Segment Open

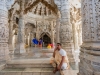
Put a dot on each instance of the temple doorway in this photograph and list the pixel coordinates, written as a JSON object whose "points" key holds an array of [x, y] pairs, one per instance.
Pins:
{"points": [[46, 39]]}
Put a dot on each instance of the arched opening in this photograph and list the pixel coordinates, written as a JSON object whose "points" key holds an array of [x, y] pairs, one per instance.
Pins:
{"points": [[46, 40]]}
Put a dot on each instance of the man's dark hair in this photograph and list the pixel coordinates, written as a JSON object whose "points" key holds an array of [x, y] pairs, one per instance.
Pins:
{"points": [[59, 44]]}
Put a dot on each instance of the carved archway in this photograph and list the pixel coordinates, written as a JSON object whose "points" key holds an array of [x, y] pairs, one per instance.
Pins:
{"points": [[46, 38]]}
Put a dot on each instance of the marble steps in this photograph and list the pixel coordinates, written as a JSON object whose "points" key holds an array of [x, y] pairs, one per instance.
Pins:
{"points": [[28, 67], [28, 71], [32, 63]]}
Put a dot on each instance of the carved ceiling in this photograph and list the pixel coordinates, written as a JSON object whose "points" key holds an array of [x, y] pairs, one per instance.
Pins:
{"points": [[40, 6]]}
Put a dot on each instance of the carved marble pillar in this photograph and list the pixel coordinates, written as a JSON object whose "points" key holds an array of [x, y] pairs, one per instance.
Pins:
{"points": [[29, 39], [58, 30], [10, 35], [66, 28], [4, 31], [37, 30], [52, 32], [90, 49], [21, 29], [75, 32]]}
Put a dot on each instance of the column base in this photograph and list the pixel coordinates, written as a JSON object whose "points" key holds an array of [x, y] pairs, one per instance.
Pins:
{"points": [[89, 61], [20, 48], [70, 51]]}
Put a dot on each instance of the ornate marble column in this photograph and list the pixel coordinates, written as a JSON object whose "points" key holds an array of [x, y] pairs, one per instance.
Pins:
{"points": [[37, 31], [29, 39], [21, 29], [10, 35], [52, 32], [66, 28], [4, 31], [58, 27], [90, 49]]}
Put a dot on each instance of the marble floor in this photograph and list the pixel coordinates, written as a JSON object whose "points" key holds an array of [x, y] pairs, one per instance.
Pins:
{"points": [[37, 55]]}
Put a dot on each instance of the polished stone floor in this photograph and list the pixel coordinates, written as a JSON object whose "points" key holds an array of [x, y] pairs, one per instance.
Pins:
{"points": [[37, 55], [33, 53]]}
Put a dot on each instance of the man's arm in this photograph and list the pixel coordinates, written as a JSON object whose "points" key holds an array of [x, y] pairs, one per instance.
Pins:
{"points": [[62, 61]]}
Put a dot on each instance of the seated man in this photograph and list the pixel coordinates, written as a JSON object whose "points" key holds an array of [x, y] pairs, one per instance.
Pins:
{"points": [[60, 58]]}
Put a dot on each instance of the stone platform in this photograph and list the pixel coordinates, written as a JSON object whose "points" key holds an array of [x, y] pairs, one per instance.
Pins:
{"points": [[33, 61]]}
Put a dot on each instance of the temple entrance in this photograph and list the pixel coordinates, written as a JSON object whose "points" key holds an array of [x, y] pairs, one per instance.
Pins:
{"points": [[46, 40]]}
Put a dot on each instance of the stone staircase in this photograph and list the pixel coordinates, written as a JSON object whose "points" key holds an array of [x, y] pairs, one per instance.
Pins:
{"points": [[28, 67]]}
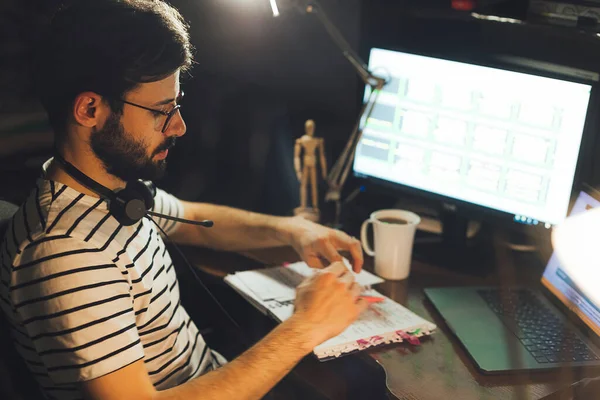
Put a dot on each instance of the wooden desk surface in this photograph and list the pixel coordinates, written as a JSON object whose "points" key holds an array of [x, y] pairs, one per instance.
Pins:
{"points": [[439, 367]]}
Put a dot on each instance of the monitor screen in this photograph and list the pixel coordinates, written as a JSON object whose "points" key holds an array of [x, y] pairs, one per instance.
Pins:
{"points": [[500, 139], [562, 282]]}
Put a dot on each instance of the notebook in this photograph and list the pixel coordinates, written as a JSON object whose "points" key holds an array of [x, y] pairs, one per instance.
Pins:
{"points": [[272, 291]]}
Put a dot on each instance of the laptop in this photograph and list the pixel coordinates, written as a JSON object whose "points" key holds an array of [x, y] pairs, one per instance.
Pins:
{"points": [[517, 329]]}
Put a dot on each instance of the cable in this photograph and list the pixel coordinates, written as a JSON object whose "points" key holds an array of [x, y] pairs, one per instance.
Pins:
{"points": [[231, 319]]}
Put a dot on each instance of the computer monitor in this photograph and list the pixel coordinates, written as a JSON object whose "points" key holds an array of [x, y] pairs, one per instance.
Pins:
{"points": [[505, 140]]}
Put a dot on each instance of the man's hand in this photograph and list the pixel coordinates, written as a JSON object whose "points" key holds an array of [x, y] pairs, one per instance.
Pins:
{"points": [[327, 303], [319, 246]]}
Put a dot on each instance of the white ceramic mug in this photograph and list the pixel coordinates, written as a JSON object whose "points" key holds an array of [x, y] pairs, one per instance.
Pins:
{"points": [[393, 242]]}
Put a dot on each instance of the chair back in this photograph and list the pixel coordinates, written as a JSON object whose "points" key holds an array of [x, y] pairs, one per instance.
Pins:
{"points": [[16, 381]]}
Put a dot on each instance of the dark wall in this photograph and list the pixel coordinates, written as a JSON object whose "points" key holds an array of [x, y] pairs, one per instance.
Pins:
{"points": [[258, 78]]}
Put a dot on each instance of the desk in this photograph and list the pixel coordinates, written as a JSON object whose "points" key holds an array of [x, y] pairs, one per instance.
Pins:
{"points": [[438, 368]]}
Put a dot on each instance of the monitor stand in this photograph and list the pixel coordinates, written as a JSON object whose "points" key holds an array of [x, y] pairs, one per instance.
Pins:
{"points": [[453, 249]]}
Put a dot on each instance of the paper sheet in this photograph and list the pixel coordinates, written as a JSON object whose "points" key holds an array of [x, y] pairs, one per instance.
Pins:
{"points": [[280, 283], [385, 317]]}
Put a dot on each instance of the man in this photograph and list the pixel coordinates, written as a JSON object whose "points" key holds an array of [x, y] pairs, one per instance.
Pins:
{"points": [[94, 303]]}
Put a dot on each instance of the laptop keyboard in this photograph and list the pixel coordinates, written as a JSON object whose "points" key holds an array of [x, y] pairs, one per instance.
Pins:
{"points": [[544, 335]]}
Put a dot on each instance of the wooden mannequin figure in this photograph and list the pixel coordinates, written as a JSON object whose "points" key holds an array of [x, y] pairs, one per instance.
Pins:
{"points": [[308, 172]]}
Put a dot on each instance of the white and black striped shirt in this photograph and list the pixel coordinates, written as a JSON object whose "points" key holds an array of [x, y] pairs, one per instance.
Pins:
{"points": [[86, 295]]}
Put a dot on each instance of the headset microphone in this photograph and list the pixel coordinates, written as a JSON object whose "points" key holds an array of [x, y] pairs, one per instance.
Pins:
{"points": [[131, 204], [127, 205]]}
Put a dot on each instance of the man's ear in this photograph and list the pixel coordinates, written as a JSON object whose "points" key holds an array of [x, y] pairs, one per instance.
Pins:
{"points": [[89, 109]]}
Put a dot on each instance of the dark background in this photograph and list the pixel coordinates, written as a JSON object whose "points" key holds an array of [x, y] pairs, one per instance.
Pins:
{"points": [[258, 78]]}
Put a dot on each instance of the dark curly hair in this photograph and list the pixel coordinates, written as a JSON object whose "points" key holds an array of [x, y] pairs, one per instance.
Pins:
{"points": [[108, 47]]}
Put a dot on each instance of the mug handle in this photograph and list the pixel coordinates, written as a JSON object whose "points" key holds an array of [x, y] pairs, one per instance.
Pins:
{"points": [[363, 238]]}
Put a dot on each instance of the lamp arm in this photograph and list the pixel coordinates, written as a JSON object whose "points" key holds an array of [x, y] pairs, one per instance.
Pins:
{"points": [[339, 172], [313, 7]]}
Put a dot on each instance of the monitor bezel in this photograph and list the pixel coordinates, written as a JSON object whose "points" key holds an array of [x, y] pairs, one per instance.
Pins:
{"points": [[479, 212]]}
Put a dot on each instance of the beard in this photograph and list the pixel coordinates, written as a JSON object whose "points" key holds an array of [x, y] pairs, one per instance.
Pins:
{"points": [[125, 157]]}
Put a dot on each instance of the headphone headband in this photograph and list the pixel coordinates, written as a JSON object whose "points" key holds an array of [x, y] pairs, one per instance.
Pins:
{"points": [[128, 205], [84, 179]]}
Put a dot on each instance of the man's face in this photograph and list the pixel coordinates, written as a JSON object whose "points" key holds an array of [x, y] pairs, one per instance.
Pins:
{"points": [[131, 146]]}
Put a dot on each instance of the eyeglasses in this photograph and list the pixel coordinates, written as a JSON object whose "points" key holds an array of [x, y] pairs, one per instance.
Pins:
{"points": [[168, 114]]}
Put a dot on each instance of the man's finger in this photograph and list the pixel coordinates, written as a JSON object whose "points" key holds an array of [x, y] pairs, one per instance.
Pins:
{"points": [[355, 289], [329, 252], [361, 306], [315, 263], [348, 279]]}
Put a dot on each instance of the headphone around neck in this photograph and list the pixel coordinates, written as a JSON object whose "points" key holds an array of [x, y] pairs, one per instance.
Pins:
{"points": [[128, 205]]}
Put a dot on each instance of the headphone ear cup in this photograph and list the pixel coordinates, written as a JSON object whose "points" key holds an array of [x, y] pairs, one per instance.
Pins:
{"points": [[148, 191], [132, 202]]}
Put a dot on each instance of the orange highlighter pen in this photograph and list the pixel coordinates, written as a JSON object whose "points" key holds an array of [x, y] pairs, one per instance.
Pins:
{"points": [[372, 299]]}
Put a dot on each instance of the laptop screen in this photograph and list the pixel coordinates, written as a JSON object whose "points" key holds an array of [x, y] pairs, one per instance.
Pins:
{"points": [[558, 281]]}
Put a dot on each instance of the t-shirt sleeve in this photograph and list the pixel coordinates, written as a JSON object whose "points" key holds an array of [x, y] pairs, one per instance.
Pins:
{"points": [[166, 203], [76, 307]]}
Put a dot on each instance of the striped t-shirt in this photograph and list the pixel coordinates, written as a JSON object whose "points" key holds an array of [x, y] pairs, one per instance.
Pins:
{"points": [[86, 295]]}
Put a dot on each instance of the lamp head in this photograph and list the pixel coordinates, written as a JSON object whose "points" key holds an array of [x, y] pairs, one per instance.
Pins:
{"points": [[309, 127], [274, 8]]}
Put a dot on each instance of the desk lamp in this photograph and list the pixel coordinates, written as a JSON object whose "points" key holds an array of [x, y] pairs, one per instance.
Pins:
{"points": [[339, 172]]}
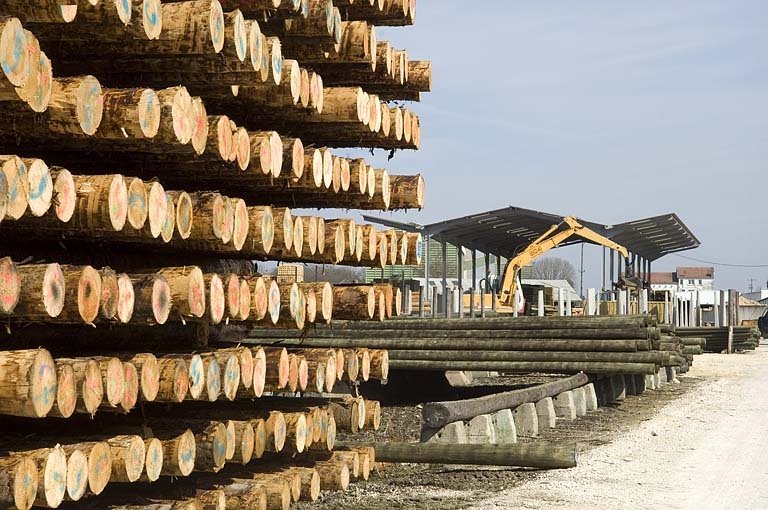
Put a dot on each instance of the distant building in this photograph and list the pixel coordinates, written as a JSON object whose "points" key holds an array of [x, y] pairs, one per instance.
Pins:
{"points": [[685, 279]]}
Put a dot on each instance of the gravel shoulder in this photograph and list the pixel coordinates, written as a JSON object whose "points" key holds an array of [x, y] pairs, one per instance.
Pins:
{"points": [[706, 450], [697, 444]]}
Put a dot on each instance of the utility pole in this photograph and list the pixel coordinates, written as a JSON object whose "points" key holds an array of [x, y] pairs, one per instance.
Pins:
{"points": [[581, 273]]}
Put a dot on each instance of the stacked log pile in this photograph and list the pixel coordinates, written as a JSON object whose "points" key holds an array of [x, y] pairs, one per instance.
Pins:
{"points": [[152, 150], [596, 345], [715, 339]]}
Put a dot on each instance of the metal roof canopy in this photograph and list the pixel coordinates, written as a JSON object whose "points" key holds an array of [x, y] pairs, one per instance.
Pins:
{"points": [[507, 231]]}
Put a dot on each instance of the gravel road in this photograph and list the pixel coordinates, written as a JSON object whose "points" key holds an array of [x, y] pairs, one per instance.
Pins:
{"points": [[706, 450]]}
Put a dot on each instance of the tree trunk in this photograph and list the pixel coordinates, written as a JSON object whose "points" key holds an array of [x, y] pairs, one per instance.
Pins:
{"points": [[153, 299], [42, 292], [179, 452], [51, 467], [128, 458], [439, 414], [354, 302], [518, 455], [560, 367], [27, 383], [174, 379]]}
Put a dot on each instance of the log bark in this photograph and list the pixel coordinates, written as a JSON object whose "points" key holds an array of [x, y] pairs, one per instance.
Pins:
{"points": [[97, 469], [113, 379], [129, 113], [557, 367], [212, 371], [519, 455], [66, 392], [459, 343], [82, 296], [88, 383], [654, 357], [179, 453], [516, 323], [439, 414], [153, 299], [187, 286], [174, 379], [354, 302], [128, 458], [334, 475], [229, 368], [153, 464], [42, 292], [243, 442]]}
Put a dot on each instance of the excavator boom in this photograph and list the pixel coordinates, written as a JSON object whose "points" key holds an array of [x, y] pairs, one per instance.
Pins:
{"points": [[550, 239]]}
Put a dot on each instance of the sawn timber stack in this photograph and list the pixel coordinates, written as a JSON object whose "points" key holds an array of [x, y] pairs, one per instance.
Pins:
{"points": [[148, 146]]}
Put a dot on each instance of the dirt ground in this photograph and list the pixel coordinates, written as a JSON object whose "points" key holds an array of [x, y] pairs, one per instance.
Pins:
{"points": [[458, 487]]}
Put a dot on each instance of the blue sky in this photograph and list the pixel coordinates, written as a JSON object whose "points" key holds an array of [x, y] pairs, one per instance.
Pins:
{"points": [[610, 111]]}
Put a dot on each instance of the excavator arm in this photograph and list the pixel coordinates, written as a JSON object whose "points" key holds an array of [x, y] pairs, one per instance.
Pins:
{"points": [[548, 240]]}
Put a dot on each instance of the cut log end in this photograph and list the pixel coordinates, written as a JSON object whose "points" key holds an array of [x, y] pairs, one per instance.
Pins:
{"points": [[153, 464], [138, 199], [53, 290], [184, 215], [77, 475], [10, 286], [216, 298]]}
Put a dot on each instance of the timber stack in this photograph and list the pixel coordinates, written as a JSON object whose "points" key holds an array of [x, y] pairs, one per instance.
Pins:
{"points": [[715, 339], [616, 345], [154, 150]]}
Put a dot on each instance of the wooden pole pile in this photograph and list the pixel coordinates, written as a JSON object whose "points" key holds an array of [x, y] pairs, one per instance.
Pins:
{"points": [[168, 136], [716, 339], [559, 345]]}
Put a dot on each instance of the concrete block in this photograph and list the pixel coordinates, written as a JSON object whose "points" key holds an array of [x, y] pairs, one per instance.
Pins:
{"points": [[459, 378], [639, 384], [564, 406], [545, 412], [504, 424], [618, 388], [672, 375], [579, 401], [526, 420], [603, 391], [453, 433], [480, 430], [590, 397], [629, 384]]}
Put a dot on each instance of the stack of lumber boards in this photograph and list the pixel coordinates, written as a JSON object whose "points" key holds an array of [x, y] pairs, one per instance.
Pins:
{"points": [[597, 345], [152, 150]]}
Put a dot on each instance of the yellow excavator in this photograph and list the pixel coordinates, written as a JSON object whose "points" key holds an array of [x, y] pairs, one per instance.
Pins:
{"points": [[552, 238]]}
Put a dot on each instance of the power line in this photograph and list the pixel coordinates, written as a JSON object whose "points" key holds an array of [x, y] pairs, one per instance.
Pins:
{"points": [[721, 263]]}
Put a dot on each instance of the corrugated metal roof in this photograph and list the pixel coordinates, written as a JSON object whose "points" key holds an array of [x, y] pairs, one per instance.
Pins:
{"points": [[507, 231], [695, 272]]}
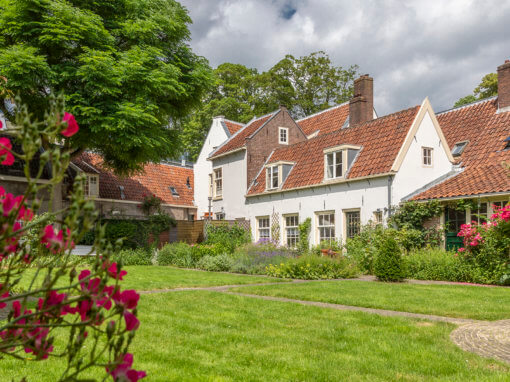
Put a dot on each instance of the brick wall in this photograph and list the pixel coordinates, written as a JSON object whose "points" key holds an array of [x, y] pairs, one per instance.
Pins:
{"points": [[266, 140]]}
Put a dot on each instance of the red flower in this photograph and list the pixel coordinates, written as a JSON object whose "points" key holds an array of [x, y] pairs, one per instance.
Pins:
{"points": [[132, 323], [72, 125], [123, 371], [5, 146]]}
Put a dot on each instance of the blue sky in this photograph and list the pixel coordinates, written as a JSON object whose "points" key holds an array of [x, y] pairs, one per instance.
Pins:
{"points": [[413, 49]]}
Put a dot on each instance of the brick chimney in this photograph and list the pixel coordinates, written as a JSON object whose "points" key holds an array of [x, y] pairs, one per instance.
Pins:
{"points": [[361, 106], [504, 86]]}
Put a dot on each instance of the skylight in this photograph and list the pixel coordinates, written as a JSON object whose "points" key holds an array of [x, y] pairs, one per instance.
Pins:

Segment Closed

- **EXERCISE**
Return each line of the entries that holds the string "dark".

- **EXERCISE RESULT**
Put a dot on each instance of the man's dark hair in this photograph and list the pixel coordinates, written as a JSON object whose "points" key holds an array of [x, y] pairs, one per instance.
Put a dot on each instance of the dark wall in this photograph and list the pixel coordinates, written as a JSON object whose "points" key holds an array of [x, y] pairs, one per instance.
Put a dot on each instance of the dark background in this photograph and list the pixel coordinates, written as a JSON object whose "points" key holds an array of [x, y] pairs, one per instance.
Put a dot on each instance of the dark curly hair in this photograph and list the pixel coordinates, written as a JSON object whose "points" key holds an array of [x, y] pairs, one per instance.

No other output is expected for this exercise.